TEXT SHOWN.
=== Begin Enclosure ===
Even farms that are in relatively close proximity to each other can vary in water supply to coffee crops. In the Mogiana region, O’Coffee and Fazenda Nossa Senhora Rosaria (FNSR) are located only a short 30-minute drive from each other. Going from O’Coffee, a farm known for their advanced irrigation systems to FNSR, the change in landscape and climate was outstanding. The micro-region of Alto Porã within Mogiana is incredibly lush and green due to increased runoff provided by the surrounding mountains and river.  Therefore, Carlos (FNSR) depends on the rainfall and organic fertilizer to nourish his crops. On the other hand, O’Coffee has a highly sophisticated irrigation system that is programmed to distribute a regular interval of a fertilizer-charged water to their crops. It is clear their unique climates have lead the producers to adopt varied farming practices despite their close proximity. While coffees from both farms tasted delicious, their flavour profiles varied greatly.

At Fazenda GA Agricola, Albino Moreira Alves is measuring moisture levels at several locations on his farm and using this data to design the optimal irrigation strategy. He hypothesizes he can improve the quality and consistency of his coffee by manipulating the trees into flowering at the optimal time and strategically controlling the maturation phase of his cherries.

Companion Plants

Nutrients such as phosphorus and nitrogen are essential to the life of the coffee tree. Although producers usually need to add these nutrients to the soil via irrigation, another proven way to build nutrient levels in the soil is to introduce companion plants.
=== End Enclosure ===
REQUIRED ACTIONS.
- a) Name every farm mentioned in the coffee farming passage.
- b) According to the coffee farming passage, how far apart are O’Coffee and FNSR?
- c) Carry on the coffee farming passage from the point where it stops, writing in the same style.
The entries that come next are not needed for any of the work here.

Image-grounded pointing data
=== Begin Enclosure ===
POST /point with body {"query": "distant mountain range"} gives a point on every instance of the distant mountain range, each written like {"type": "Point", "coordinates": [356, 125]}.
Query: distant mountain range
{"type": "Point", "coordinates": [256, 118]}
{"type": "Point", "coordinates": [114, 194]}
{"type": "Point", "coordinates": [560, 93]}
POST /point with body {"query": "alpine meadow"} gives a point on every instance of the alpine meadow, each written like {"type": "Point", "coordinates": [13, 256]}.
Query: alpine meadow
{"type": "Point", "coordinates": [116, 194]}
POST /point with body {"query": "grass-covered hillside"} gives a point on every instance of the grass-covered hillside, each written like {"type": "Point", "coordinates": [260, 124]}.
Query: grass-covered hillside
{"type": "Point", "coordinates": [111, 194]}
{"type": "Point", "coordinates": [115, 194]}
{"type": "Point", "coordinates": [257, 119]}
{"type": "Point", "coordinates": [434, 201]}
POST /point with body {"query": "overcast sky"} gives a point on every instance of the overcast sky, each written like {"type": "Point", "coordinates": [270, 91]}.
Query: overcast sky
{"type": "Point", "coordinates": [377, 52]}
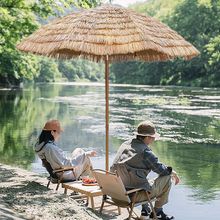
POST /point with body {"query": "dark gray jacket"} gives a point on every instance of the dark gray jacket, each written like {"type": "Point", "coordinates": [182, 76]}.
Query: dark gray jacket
{"type": "Point", "coordinates": [134, 161]}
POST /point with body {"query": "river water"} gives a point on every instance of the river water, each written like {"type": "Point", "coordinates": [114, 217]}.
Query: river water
{"type": "Point", "coordinates": [188, 120]}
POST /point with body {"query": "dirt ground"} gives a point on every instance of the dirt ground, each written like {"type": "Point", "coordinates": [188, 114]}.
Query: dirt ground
{"type": "Point", "coordinates": [24, 195]}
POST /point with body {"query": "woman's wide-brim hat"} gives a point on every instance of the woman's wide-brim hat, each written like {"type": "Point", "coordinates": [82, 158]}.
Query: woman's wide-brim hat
{"type": "Point", "coordinates": [147, 129]}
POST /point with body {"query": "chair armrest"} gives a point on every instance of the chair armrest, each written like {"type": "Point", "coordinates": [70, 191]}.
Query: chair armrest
{"type": "Point", "coordinates": [63, 169]}
{"type": "Point", "coordinates": [133, 190]}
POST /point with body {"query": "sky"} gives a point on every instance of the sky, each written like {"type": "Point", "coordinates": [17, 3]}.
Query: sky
{"type": "Point", "coordinates": [125, 3]}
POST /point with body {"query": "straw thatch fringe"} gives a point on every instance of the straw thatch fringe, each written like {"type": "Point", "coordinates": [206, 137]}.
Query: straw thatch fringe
{"type": "Point", "coordinates": [120, 33]}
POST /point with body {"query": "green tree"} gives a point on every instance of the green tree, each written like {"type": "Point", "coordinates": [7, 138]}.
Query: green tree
{"type": "Point", "coordinates": [198, 22]}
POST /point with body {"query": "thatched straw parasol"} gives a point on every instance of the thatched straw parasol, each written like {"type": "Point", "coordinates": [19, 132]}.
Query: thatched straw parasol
{"type": "Point", "coordinates": [108, 33]}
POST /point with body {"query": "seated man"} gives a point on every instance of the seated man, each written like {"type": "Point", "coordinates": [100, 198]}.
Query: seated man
{"type": "Point", "coordinates": [46, 148]}
{"type": "Point", "coordinates": [134, 161]}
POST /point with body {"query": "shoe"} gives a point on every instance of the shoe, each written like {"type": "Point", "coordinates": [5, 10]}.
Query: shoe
{"type": "Point", "coordinates": [144, 215]}
{"type": "Point", "coordinates": [161, 216]}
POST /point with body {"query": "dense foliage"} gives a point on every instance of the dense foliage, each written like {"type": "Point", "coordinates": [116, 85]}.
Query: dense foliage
{"type": "Point", "coordinates": [19, 19]}
{"type": "Point", "coordinates": [198, 22]}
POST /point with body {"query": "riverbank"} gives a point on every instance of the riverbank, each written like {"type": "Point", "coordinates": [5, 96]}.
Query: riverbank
{"type": "Point", "coordinates": [23, 195]}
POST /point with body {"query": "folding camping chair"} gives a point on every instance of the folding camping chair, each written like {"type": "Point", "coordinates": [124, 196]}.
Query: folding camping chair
{"type": "Point", "coordinates": [54, 178]}
{"type": "Point", "coordinates": [113, 187]}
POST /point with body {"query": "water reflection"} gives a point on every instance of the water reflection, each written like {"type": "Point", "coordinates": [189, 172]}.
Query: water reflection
{"type": "Point", "coordinates": [188, 120]}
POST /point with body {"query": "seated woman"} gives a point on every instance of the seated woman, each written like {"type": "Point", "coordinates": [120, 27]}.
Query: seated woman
{"type": "Point", "coordinates": [46, 148]}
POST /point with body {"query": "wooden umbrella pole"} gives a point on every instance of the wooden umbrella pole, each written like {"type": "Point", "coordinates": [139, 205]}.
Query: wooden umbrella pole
{"type": "Point", "coordinates": [106, 113]}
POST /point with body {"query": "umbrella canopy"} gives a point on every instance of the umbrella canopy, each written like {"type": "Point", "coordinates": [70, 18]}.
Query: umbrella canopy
{"type": "Point", "coordinates": [108, 33]}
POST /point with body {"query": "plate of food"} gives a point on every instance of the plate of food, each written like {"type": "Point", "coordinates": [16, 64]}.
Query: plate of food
=== End Enclosure ===
ANSWER LIST.
- a) O’Coffee, Fazenda Nossa Senhora Rosaria (FNSR), Fazenda GA Agricola

- b) They are only a short 30-minute drive from each other.

- c)
Across most of the growing regions of Brazil, coffee trees are planted in rows making it quite easy to plant these companion plants in between the rows of coffee. As to which companion plant is best, the responses vary. Some choose grass, others maize but the most intriguing is the crotalaria.

The crotalaria (often known as rattlepod) is a legume known to build soil fertility. Its roots support nitrogen-fixing bacteria helping to naturally increase the overall nitrogen levels in the soil. Not only do these plants assist in soil fertility, but their bright yellow flowers attract pollinators and flies that help deter coffee damaging insects. Crotalaria is also believed to fight the notorious root-eating nematodes. The addition of these companion plants allows the producer to limit its overall use of chemical fertilisers and pesticides.

Another example of strategic companion planting was seen around the boarder of São Paulo and Paranã. Producers like Carolina of Fazenda Bananal are choosing to plant a single row of pine trees for every 10 rows of new coffee trees to protect the coffee from the strong, cold winds that this region is known to face, particularly in the winter months.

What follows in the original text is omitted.